### Selected excerpt
What do you like to argue about?

Personally I'm a big fan of the ChangeMyView forum on Reddit. Pretty much anything goes there, as long as you're civil and interested in productive discussion that aims toward clarifying your views. Which is a refreshing change from the ideological echo chambers of most of the rest of the site, where if you say the wrong thing you'll be banned.

Downvotes attract other downvotes - which doesn't say much for the quality of our, much trumpeted, gregariousness. A downvote is when someone doesn't like your opinion but they can't be bothered to discuss the issue. So a downvote is often a sign of disrespect and can be safely ignored.

Surely not everyone here is American - me for instance. If you don't get the nuance right then they can tell you - that way both parties learn something.

The following phrases are contradictory btw, thus:

"I genuinely want an argument to clarify my thoughts"

"HN isn’t the place for arguing- at least not for me"

HN is social media, but it's not a social network. A network puts the emphasis on individual nodes (users) and the connections between them (following/friendship).
Correct. I love that the focus of HN is on discussing topics, not discussing individuals. Of course a topic could be an individual, like Elmo, but that's not the focus of the site itself. I don't follow any individuals on HN, I just respond to whomever I'm discussing a topic with and I don't care who that is.
By that argument, email, text messaging and even phone calls are a part of social media.
Where does the network come in? I can't friend anybody, I can't tag anybody. There's no social graph, at least not one that users are aware of.
Mods agree - if bot replies became high quality enough to meet human standards here, dang is ok with allowing them. This site’s managers value the content quality, with no value given to social qualities
(comment deleted)
You're fooling yourself. We're living in a dictatorship.
What does that even mean?
Apologies, I’m coming in a little hot this morning… :)

I’d put it this way… you and I have HN. What about the protesters in Iran? We’re closer to that scenario than you’re prob realizing.

(comment deleted)
I think what would really be great is a social media site that doesn't offer direct image or video hosting. A bit like how reddit used to be. You just have link aggregation, voting, and comments. That's it. Maybe in a nice, clean, minimal UI as well. This would lend itself to tech folk I think. If only it existed.
so hacker news
I suspect GP was being facetious.
oh yeah, rereading it, it's pretty obvious actually, I guess I was being dense that moment.
I'm pretty sure that being facetious is against the community guidelines.
######
### Stored rows
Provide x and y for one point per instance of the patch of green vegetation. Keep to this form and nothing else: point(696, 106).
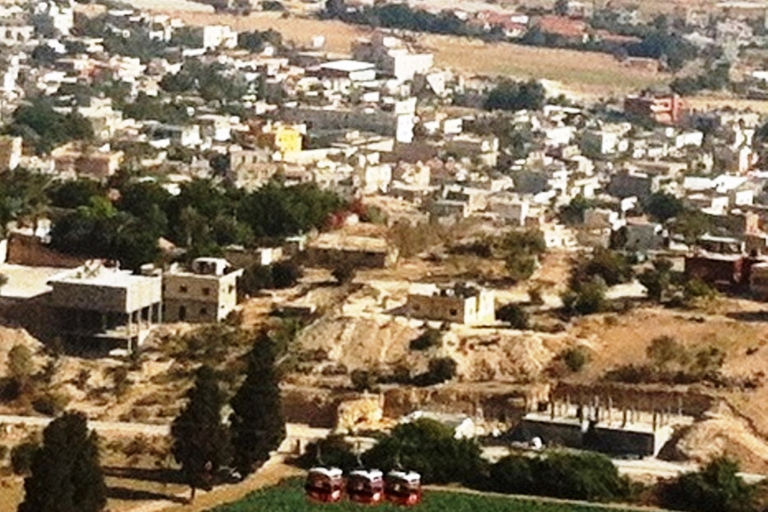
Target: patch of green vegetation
point(288, 496)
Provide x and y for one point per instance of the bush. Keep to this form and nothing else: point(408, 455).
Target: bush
point(586, 298)
point(696, 289)
point(332, 451)
point(285, 274)
point(583, 476)
point(716, 488)
point(575, 359)
point(665, 350)
point(612, 267)
point(429, 448)
point(515, 315)
point(21, 457)
point(426, 340)
point(363, 380)
point(344, 272)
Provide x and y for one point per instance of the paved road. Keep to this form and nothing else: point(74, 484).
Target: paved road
point(643, 467)
point(299, 435)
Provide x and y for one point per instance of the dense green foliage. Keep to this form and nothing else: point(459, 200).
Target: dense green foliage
point(715, 488)
point(582, 476)
point(65, 471)
point(289, 497)
point(200, 438)
point(203, 218)
point(210, 81)
point(511, 95)
point(520, 251)
point(612, 267)
point(429, 448)
point(257, 425)
point(43, 128)
point(662, 207)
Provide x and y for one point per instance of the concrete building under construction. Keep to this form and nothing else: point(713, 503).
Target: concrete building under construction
point(602, 428)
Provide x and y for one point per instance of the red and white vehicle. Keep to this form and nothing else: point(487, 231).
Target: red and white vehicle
point(325, 485)
point(403, 488)
point(366, 486)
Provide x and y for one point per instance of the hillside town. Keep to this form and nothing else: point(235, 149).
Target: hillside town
point(238, 257)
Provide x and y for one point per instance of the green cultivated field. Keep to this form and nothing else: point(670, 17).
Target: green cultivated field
point(289, 497)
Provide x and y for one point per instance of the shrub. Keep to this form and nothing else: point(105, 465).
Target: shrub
point(21, 457)
point(426, 340)
point(363, 380)
point(716, 488)
point(515, 315)
point(664, 350)
point(429, 448)
point(535, 296)
point(50, 404)
point(344, 272)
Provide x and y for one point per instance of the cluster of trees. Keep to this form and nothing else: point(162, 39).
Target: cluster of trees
point(431, 449)
point(65, 472)
point(514, 96)
point(584, 476)
point(210, 81)
point(203, 217)
point(43, 128)
point(255, 41)
point(138, 44)
point(203, 444)
point(716, 78)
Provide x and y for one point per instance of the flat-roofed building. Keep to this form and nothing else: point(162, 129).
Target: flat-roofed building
point(331, 249)
point(105, 307)
point(206, 292)
point(460, 303)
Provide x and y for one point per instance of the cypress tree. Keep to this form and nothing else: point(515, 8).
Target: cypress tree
point(200, 439)
point(65, 473)
point(257, 422)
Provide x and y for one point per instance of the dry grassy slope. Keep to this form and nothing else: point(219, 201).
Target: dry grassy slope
point(383, 342)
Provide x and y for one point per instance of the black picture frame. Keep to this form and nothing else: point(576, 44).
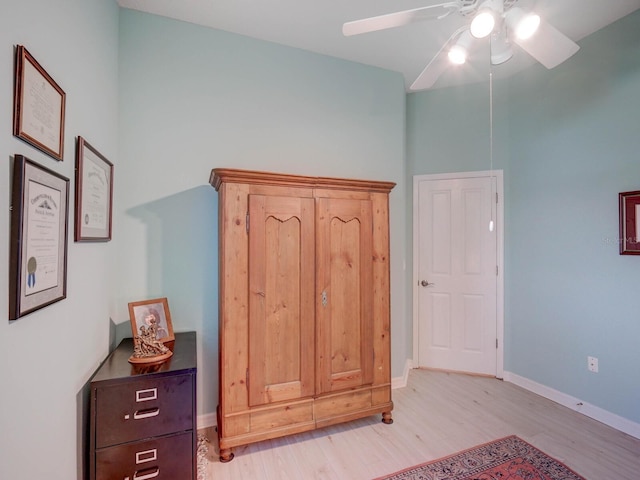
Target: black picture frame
point(39, 235)
point(629, 208)
point(93, 195)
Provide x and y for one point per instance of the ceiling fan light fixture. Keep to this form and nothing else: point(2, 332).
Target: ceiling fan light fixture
point(483, 23)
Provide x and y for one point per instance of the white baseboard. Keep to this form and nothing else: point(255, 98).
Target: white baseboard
point(399, 382)
point(619, 423)
point(207, 420)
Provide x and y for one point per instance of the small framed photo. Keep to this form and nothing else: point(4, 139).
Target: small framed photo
point(94, 194)
point(152, 314)
point(38, 252)
point(38, 106)
point(629, 207)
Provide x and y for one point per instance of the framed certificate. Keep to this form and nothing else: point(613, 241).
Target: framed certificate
point(629, 207)
point(94, 194)
point(38, 106)
point(38, 252)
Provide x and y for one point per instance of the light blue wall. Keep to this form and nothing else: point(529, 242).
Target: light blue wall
point(568, 142)
point(192, 99)
point(574, 147)
point(47, 357)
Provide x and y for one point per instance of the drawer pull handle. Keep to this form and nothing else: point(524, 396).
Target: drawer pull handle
point(141, 414)
point(146, 456)
point(146, 395)
point(145, 476)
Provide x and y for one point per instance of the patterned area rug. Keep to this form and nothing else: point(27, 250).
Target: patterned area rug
point(509, 458)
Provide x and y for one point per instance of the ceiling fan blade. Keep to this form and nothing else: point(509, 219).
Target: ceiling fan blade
point(436, 66)
point(431, 72)
point(398, 19)
point(548, 46)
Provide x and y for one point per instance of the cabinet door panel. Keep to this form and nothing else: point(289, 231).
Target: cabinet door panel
point(281, 307)
point(344, 316)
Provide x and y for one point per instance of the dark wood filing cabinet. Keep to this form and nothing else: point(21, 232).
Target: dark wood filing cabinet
point(143, 418)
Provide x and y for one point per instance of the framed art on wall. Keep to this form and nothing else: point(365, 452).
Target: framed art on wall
point(94, 194)
point(38, 251)
point(38, 106)
point(629, 207)
point(152, 314)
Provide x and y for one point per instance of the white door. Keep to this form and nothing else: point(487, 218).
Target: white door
point(457, 279)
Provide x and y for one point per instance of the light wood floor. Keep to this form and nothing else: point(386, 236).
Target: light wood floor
point(436, 415)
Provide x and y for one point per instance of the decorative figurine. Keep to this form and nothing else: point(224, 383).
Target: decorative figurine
point(147, 348)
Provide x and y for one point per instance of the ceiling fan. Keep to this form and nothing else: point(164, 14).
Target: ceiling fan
point(502, 21)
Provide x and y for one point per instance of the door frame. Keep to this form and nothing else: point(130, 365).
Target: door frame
point(499, 221)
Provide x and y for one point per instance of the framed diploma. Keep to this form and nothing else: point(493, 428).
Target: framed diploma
point(38, 106)
point(629, 207)
point(152, 316)
point(38, 251)
point(94, 194)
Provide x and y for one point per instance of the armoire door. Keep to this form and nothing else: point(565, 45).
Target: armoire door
point(344, 291)
point(281, 298)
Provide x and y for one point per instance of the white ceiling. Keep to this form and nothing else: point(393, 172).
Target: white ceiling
point(316, 26)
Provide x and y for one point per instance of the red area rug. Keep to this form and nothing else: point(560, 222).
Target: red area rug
point(509, 458)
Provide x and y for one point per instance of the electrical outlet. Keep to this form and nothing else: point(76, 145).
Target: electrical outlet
point(592, 364)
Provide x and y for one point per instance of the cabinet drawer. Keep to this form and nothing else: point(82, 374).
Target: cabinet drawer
point(142, 409)
point(165, 458)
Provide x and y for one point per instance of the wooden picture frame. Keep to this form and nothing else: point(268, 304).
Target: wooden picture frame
point(144, 313)
point(38, 106)
point(629, 208)
point(94, 194)
point(39, 225)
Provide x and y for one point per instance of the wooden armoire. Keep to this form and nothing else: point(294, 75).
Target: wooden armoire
point(304, 317)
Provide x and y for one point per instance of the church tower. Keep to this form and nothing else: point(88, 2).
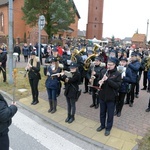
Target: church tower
point(94, 27)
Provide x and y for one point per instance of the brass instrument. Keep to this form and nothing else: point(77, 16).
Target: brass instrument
point(74, 54)
point(96, 47)
point(26, 68)
point(88, 62)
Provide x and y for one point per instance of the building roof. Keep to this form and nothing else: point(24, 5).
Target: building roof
point(3, 2)
point(138, 37)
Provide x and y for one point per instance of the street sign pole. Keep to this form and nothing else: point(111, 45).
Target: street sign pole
point(41, 24)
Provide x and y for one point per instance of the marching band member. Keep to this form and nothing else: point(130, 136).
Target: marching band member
point(52, 84)
point(71, 86)
point(134, 65)
point(126, 76)
point(33, 68)
point(110, 81)
point(93, 74)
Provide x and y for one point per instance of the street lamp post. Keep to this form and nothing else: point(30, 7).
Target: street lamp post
point(41, 24)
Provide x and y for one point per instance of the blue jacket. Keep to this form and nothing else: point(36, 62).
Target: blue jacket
point(134, 66)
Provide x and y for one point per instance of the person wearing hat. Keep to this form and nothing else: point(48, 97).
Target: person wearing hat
point(109, 82)
point(126, 76)
point(52, 84)
point(134, 65)
point(3, 60)
point(71, 86)
point(33, 69)
point(92, 75)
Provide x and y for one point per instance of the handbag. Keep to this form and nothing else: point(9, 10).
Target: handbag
point(78, 92)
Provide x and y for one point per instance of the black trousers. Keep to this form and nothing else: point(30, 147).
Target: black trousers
point(86, 82)
point(120, 102)
point(107, 114)
point(3, 70)
point(94, 96)
point(130, 95)
point(4, 142)
point(34, 88)
point(145, 79)
point(71, 106)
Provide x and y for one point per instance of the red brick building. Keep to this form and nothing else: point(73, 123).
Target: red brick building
point(22, 31)
point(95, 14)
point(139, 40)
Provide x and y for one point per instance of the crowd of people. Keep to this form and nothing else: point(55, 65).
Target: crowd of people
point(101, 70)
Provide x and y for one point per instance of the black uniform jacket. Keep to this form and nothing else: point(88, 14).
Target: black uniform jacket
point(72, 86)
point(34, 72)
point(109, 90)
point(6, 113)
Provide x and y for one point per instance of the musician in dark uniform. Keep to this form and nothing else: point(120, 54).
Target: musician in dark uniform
point(33, 68)
point(3, 59)
point(92, 75)
point(71, 86)
point(109, 81)
point(6, 114)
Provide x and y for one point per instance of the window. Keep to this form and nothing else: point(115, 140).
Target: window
point(1, 22)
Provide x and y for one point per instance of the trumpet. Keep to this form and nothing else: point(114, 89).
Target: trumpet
point(103, 79)
point(27, 67)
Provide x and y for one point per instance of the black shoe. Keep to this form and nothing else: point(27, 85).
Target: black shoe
point(32, 102)
point(35, 102)
point(147, 110)
point(118, 114)
point(50, 110)
point(100, 129)
point(71, 119)
point(96, 106)
point(92, 105)
point(131, 104)
point(107, 132)
point(126, 102)
point(137, 95)
point(143, 88)
point(115, 113)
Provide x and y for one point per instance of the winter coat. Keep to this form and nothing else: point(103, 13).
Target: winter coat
point(6, 113)
point(110, 87)
point(72, 86)
point(134, 66)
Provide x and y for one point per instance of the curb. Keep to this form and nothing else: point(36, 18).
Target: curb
point(55, 124)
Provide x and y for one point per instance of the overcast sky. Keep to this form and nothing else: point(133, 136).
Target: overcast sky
point(121, 18)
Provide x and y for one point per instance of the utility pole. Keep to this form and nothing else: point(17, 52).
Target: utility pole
point(147, 31)
point(10, 52)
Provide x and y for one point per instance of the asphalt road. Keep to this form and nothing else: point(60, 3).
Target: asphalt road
point(29, 132)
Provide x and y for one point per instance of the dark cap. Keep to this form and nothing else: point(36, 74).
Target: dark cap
point(55, 49)
point(113, 60)
point(33, 53)
point(98, 58)
point(54, 59)
point(73, 65)
point(124, 59)
point(133, 54)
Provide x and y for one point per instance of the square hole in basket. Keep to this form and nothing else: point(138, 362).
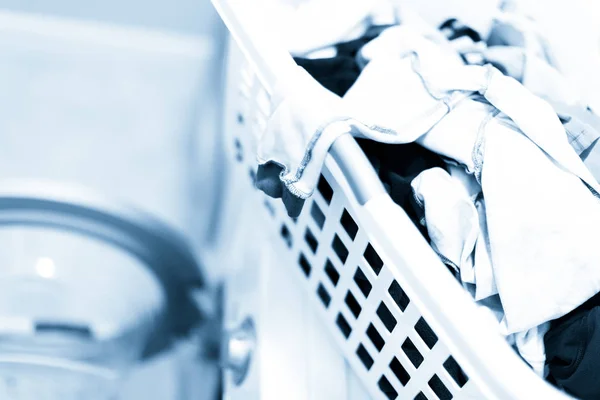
######
_Jobs_
A - Answer these questions about the thread:
(i) Which Reddit forum does the first commenter say they are a big fan of?
(ii) How does the thread define a downvote?
(iii) What three features would the proposed social media site without image or video hosting have?
B - Reproduce the part of the thread from "Where does the" up to and including "this morning… :)".

_Answers to the exercises_
A -
(i) The ChangeMyView forum.
(ii) A downvote is when someone doesn't like your opinion but can't be bothered to discuss the issue.
(iii) Link aggregation, voting, and comments.

B -
Where does the network come in? I can't friend anybody, I can't tag anybody. There's no social graph, at least not one that users are aware of.
Mods agree - if bot replies became high quality enough to meet human standards here, dang is ok with allowing them. This site’s managers value the content quality, with no value given to social qualities
(comment deleted)
You're fooling yourself. We're living in a dictatorship.
What does that even mean?
Apologies, I’m coming in a little hot this morning… :)